Activity >> Retype each record exactly, please. Skip none.

Excerpted records >>
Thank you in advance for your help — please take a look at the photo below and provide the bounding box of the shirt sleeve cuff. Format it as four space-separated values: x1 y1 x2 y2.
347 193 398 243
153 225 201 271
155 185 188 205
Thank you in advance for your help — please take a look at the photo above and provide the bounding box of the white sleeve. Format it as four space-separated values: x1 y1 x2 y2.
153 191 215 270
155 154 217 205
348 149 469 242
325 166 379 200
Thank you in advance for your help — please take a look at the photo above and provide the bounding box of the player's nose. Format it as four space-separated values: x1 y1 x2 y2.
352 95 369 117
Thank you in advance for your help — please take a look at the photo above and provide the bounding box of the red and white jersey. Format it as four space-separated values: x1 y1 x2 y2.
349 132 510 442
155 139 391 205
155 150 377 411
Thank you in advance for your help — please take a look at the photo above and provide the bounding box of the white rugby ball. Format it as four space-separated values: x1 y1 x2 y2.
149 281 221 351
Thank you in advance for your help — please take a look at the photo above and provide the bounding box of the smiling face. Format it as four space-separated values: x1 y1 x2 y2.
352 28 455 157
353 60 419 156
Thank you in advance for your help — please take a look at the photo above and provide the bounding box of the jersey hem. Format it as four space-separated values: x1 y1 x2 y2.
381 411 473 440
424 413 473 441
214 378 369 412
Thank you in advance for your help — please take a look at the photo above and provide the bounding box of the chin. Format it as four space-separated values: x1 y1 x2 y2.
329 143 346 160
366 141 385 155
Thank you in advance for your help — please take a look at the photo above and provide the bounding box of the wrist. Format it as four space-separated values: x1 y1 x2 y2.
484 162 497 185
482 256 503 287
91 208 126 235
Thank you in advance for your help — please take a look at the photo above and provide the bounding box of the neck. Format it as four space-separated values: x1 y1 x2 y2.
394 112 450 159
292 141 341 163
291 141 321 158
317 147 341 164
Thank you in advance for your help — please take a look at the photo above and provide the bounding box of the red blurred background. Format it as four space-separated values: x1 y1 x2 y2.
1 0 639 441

Written solution >>
Thank you in advance for your help — please take a look at the photo below and provide the bounding box of the shirt sleeve cuff. Format it as four space-separated values: x1 y1 x2 y2.
347 193 398 243
153 225 201 271
155 185 188 205
Thank you in advance for your help — please take a look at the photo above and provide the bounding box of the white sleeve. Format it as four space-separated values: x1 y1 x2 y2.
153 191 215 270
155 154 217 205
348 149 469 242
325 166 379 200
Thank you in advance for your help — please take a look at the photo above and provide the bounding box of the player's nose. Format it as four space-separated values: x1 y1 x2 y2.
352 95 369 117
Thank you in advance for your help — please take a look at the photo above and provide the bounding box of the red and white jersey. Format it as four space-separated values: x1 y1 x2 y2.
349 132 510 442
155 139 391 205
155 150 377 411
Thank you in advance for your help — please take a look at the photo above and provide the bounding box of the white rugby ball. Format it as four space-separated values: x1 y1 x2 y2.
149 281 221 351
Thank you in advance for your help — please take a look at the photo above and provide the bounding box of the smiling face. Format it as four space-separated values: x1 y1 x2 y2.
352 28 455 157
353 60 419 156
Thank you in advance for your help — please take a look at the photo above and provide the bounding box of the jersey hem. Format it as four space-separated values: x1 y1 x2 y2.
381 411 473 440
424 413 473 441
214 378 369 412
Thank you in advance for your help — please take a look at the photo above and provide the bounding box of the chin. Format it as four space-separated values: x1 y1 x2 y2.
329 143 346 160
366 141 385 155
Thank you in advance for your help — please take a look at the photo above and provide the bounding box of the wrist. Format it as four space-separated values: x1 y1 x2 y2.
484 162 497 185
482 256 503 287
91 208 126 235
Thank you in advance for your help — please take a look at the photo above and provide the bounding box of the neck. Format it as four space-separated values: x1 y1 x2 y2.
394 112 450 159
292 141 341 163
291 141 321 158
317 147 341 164
Thank you in advance for your help — please take a look at the photo above and provide the bounding box of the red blurred background. Format it as four space-separated values: x1 y1 x2 y2.
1 0 639 441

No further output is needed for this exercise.